— PASSAGE PROVIDED —
________
It's not like it's hard. While most of the time it's a bit overkill, why risk the time, effort, and money when for 15 minutes more prep time you don't have to?
keethrax wrote:
It's not like it's hard. While most of the time it's a bit overkill, why risk the time, effort, and money when for 15 minutes more prep time you don't have to?
With brewing sanitizer (Star San, Iodopher, etc.), it's not even that long. While my mash is in the oven (oven on "warm" stays at 150), I fill up a bucket with 2.5 gallons of sanitizing solution to take care of everything for the day. Sanitizer in a squirt bottle makes it super easy to sanitize as I go.
The best way to learn how is to go to a home brew shop or home brew club and see when they're doing a "how to brew" demo. Or go to a brewers club meeting and ask if there's someone doing a batch soon that you could hang out and help them.
Salanis wrote:
keethrax wrote:
It's not like it's hard. While most of the time it's a bit overkill, why risk the time, effort, and money when for 15 minutes more prep time you don't have to?
With brewing sanitizer (Star San, Iodopher, etc.), it's not even that long. While my mash is in the oven (oven on "warm" stays at 150), I fill up a bucket with 2.5 gallons of sanitizing solution to take care of everything for the day. Sanitizer in a squirt bottle makes it super easy to sanitize as I go.
Yeah. I use Star San and my 15 minutes is probably overstating how much time it takes.
The oven bit's interesting though, not sure that would even have occurred to me. I'll keep it in mind. Thanks!
Brewing in the OVEN?
Now I need a bigger oven.
We use a Turkey fryer and a jug. We prefer the bottles with the... uhh... Hood pins? Just sampled some with a friend Saturday. The consensus was that it was better than Horse Piss.
Edit: We let it ferment in the bathroom.
Super Ninja Edit: ... Before adding yeast we leave it in an iced shop-Vac... In the bathroom.
Here's my ninja trick for rapidly cooling my wort: bag ice.
Cool water in the bathtub to get it down to about 140, then a small bag of ice to quickly get it down to 70. That 90-120 range is the danger zone for bacterial infection that you want to get through as quickly as possible.
________
— ASSIGNMENT 1 —
For each statement, say yes or no to whether it agrees with the brewing discussion, and quote the words from the discussion that decide it. (a) The poster who sanitizes with a bucket fills it with 2.5 gallons of solution. (b) The discussion gives 120 to 150 as the danger zone for bacterial infection. (c) The group that uses a Turkey fryer lets the beer ferment in the kitchen.
— ASSIGNMENT 2 —
Pick up the brewing discussion at its last line and continue it with the next post in the thread.
The items that come next are separate material and have no connection to the brewing discussion.

— RECORDED INFORMATION —
________
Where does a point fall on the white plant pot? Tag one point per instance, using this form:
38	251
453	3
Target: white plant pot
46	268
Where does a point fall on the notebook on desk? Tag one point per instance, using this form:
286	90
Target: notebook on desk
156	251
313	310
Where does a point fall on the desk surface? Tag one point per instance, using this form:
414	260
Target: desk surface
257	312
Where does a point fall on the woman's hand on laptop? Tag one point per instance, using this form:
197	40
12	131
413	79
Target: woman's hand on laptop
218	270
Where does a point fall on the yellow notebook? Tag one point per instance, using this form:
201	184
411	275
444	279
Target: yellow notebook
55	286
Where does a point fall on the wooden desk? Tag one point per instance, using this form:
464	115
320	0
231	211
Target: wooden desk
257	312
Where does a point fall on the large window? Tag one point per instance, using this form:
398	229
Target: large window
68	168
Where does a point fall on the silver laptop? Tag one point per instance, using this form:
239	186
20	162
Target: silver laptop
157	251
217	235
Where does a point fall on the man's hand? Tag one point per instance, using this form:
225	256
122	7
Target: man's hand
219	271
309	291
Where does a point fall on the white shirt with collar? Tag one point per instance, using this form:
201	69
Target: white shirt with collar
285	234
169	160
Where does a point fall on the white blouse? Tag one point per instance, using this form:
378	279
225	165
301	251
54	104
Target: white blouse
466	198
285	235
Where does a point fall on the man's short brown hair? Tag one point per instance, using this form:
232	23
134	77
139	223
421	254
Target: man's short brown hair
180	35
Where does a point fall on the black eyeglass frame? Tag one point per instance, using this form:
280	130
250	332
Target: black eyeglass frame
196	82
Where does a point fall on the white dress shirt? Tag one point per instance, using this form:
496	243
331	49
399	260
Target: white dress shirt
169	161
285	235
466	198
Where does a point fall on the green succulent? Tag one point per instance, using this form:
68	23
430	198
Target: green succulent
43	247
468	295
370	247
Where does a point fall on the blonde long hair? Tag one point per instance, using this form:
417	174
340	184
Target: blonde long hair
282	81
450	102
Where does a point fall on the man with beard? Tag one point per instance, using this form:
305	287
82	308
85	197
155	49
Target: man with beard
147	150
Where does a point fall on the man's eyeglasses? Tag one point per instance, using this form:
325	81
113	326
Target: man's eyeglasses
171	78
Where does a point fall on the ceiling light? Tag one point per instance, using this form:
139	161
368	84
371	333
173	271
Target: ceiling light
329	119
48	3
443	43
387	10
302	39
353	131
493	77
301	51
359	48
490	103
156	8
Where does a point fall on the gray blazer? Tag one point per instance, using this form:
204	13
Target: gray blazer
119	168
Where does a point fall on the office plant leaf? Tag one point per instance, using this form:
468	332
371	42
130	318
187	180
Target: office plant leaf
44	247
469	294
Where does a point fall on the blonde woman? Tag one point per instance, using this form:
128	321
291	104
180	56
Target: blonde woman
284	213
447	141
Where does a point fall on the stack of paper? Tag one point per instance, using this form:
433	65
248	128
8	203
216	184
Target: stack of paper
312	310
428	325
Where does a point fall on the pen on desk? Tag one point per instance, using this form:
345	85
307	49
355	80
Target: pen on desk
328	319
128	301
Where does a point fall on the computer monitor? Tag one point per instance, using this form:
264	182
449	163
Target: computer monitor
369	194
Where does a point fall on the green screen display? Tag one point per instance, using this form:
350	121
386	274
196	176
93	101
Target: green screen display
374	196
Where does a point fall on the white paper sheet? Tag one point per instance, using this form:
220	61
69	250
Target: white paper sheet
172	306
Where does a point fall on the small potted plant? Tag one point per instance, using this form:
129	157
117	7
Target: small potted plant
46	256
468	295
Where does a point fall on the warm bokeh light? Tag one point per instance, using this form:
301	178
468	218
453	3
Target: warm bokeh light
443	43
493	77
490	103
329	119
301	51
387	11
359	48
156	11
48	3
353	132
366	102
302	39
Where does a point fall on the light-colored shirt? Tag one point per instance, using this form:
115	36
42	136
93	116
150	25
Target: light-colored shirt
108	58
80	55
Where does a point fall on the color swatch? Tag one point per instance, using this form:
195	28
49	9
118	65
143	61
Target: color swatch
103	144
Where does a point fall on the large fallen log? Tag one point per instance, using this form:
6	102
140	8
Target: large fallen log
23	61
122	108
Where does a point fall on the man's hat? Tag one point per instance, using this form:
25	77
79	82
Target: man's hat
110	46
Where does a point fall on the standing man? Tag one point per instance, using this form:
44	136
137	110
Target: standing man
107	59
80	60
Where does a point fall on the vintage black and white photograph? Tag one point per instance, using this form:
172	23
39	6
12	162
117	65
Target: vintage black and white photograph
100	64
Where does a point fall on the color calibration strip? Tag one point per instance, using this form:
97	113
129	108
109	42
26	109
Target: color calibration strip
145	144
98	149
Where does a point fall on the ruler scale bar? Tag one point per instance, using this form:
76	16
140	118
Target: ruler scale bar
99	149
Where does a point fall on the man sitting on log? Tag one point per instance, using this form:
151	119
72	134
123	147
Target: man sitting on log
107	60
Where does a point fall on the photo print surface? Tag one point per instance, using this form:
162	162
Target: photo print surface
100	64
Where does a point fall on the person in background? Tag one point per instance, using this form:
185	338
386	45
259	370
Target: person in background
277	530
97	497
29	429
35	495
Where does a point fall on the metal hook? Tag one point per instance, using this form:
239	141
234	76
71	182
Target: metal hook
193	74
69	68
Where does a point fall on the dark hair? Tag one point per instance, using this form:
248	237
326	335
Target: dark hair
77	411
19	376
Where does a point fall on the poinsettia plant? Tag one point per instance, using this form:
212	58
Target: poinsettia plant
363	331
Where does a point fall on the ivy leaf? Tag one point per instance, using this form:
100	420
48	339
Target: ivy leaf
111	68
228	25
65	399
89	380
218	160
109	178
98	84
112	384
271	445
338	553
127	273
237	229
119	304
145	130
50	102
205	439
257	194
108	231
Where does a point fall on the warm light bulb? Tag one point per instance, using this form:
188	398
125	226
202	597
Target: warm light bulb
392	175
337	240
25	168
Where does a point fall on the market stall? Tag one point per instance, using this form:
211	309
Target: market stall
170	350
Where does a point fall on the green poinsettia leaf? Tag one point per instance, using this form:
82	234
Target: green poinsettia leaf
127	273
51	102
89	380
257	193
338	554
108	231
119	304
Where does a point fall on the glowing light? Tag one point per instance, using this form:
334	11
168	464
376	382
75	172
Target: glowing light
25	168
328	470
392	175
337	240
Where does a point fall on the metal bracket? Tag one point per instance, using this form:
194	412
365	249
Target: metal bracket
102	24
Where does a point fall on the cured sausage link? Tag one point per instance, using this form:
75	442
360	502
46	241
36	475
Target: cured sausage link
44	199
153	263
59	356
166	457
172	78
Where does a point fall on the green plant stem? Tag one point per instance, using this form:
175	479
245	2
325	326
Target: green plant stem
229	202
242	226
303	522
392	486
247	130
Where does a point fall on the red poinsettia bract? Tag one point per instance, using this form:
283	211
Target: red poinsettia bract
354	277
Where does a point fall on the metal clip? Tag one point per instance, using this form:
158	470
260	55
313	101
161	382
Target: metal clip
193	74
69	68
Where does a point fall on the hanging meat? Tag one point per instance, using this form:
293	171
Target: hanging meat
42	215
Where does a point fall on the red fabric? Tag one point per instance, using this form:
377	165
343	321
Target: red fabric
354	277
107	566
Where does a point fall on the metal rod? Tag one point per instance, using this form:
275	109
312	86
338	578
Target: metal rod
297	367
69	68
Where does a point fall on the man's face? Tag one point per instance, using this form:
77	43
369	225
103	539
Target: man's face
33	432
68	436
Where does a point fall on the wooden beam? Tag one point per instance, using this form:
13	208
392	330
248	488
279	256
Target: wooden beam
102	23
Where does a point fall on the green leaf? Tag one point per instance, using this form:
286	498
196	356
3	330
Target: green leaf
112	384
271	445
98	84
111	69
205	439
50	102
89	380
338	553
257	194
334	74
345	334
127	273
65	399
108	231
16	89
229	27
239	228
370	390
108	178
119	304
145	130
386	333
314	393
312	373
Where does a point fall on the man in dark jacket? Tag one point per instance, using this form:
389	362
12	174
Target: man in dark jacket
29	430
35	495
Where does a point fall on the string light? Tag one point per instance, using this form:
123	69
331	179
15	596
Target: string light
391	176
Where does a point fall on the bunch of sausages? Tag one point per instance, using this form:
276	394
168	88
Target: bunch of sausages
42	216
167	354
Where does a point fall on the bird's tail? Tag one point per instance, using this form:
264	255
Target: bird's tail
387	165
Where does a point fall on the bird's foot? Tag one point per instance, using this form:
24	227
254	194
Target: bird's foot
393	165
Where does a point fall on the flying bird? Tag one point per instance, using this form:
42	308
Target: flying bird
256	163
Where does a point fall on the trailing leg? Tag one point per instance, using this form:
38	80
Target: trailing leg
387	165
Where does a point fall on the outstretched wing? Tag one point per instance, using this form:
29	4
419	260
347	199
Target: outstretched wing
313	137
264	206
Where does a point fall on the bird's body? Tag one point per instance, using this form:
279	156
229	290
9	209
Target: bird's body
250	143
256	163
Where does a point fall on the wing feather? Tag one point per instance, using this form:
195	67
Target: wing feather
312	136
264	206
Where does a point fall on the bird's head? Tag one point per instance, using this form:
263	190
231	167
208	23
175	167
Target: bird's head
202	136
________
— RESPONSE 1 —
(a) Yes: "I fill up a bucket with 2.5 gallons of sanitizing solution"
(b) No: "That 90-120 range is the danger zone for bacterial infection"
(c) No: "We let it ferment in the bathroom."

— RESPONSE 2 —
Has to be bag ice, since there are fewer bugs where it came from, and I'm anal about finding a bag that is whole. I spray the bag down with Star San before throwing it in.
My trick for temperature control while fermenting is a big K-mart bucket (like you'd throw sodas in at a BBQ) as a water bath. More thermal mass and a bit of evaporative cooling. An old t-shirt over the carboy in the bucket acts as a wick and cools an extra couple degrees. The biggest advantage is just thermal mass to keep temps constant though.
I like the tee idea. Ill bring that up next time.
I probably should start doing this.
N Sperlo wrote:
I like the tee idea. Ill bring that up next time.
Cheapo undershirts are the best. The thinner, the better. If using the tee, you want a lower water level to increase evaporation. You will need to check and rewet the shirt every day or two.
Oh yeah, and in the oven I use a nylon paint strainer bag (like $2.50 for 3 at Home Despot) to hold my grains. I can do up to about 6# that way. Makes it convenient. I use those bags again when transferring the wort to the carboy. I go first from my mash kettle into my bottling bucket with the strainer bag across the bucket. Catches lots of hops and lets me gather more fermentables. Also, adds some extra aeration. Then I top up with jug water to 5 gallons and take my initial gravity reading. Then hose from spigot into carboy and shake/swirl carboy while transferring to get further aeration.
I know nothing about beer (and am not a big fan or connoisseur) but the stuff my co-worker made was easily the best beer I ever had outside of Bavaria.
Other places on the interwebz, I've read comments where people said that Mr. Beer was so much simpler and almost as tasty that they relegated their proper beer making equipment to the attic. Do these fine folks steer me wrong?
My buddy has a Mr. Beer kit, and none of the stuff he produces is anywhere near my other friends and their extract kits.